§ **Goal**:
Please rewrite all the records below with "takes one pin" replaced by "gets one marker" and everything else unchanged. Leave the pictures out of your answer.

(Entries taken from a collection)
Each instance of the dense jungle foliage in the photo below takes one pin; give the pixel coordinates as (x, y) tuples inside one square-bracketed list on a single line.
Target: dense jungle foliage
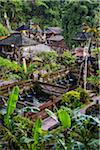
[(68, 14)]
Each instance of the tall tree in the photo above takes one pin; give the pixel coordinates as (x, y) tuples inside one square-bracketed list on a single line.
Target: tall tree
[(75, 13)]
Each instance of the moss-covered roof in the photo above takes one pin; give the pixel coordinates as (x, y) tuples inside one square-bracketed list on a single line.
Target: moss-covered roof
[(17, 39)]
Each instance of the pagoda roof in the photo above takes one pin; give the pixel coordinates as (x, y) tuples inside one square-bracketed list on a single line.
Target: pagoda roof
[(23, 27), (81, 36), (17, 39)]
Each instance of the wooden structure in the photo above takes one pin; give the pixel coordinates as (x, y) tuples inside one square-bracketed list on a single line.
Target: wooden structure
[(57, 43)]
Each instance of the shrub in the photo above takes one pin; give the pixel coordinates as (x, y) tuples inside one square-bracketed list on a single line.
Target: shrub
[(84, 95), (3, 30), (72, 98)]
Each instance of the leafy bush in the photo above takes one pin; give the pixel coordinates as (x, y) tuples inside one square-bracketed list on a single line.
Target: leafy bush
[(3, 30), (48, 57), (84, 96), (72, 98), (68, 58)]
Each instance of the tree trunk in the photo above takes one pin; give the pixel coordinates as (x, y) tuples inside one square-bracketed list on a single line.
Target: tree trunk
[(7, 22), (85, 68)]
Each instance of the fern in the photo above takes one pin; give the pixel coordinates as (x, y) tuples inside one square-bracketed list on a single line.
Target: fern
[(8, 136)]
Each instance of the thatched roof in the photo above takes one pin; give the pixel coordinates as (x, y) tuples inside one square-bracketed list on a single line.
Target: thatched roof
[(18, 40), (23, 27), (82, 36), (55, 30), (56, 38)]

§ **Answer to the exercise**:
Each instance of the dense jungle foliage in the photo below gets one marker; give the pixel coordinates as (x, y) tuples inside one square-bracketed list on a single line.
Target: dense jungle foliage
[(68, 14)]
Each instance of the tall tree in the photo above gets one marker; give the pixel coordinates as (x, y) tuples inside one square-bracketed list on a single line.
Target: tall tree
[(75, 13)]
Each instance of the moss-covered roof in the photo above gets one marker; give the pixel coordinates as (x, y) tuples inside one square-bracketed list on a single line.
Target: moss-covered roof
[(17, 39)]
Each instance of the pagoda roof in the photo above gets one marker; give the pixel coordinates as (x, y) tuples inside one square-bracketed list on a single line.
Target: pagoda roof
[(23, 27), (81, 36), (17, 39)]
Each instance of the wooden structure in the photo above gets one marker; give the pixel coordinates as (x, y) tuples inside one square-bracketed list on a single line.
Target: wooden structure
[(57, 43)]
Each instance of the shrub in the photo above gets one marker; give the pixel coordinates as (x, y) tuples inside one square-bracketed list on a single line.
Target: shrub
[(84, 95), (3, 30), (72, 98)]
Each instance of the leafy bush in the photo above gets one marker; give the pixel coordinates as (x, y) tuples inside one square-bracketed list on a single line.
Target: leafy bush
[(3, 30), (48, 57), (84, 96), (72, 98), (68, 58)]
Each instance of the tree trunk in the photo above gets one marker; give the pixel coordinates as (x, y) tuples inside one square-bracketed list on a single line.
Target: tree trunk
[(7, 22), (85, 68)]
Each instance of the fern in the photo above gets one marker; give the pixel coordinates as (x, y) tuples inside one square-bracketed list on a single line.
Target: fern
[(8, 136)]
Each instance of the thatched roof in the photo above gets one marker; give the pixel coordinates as (x, y) tuples inside one square-bracketed list on a single line.
Target: thatched roof
[(18, 40), (23, 27), (82, 36), (55, 30), (56, 38)]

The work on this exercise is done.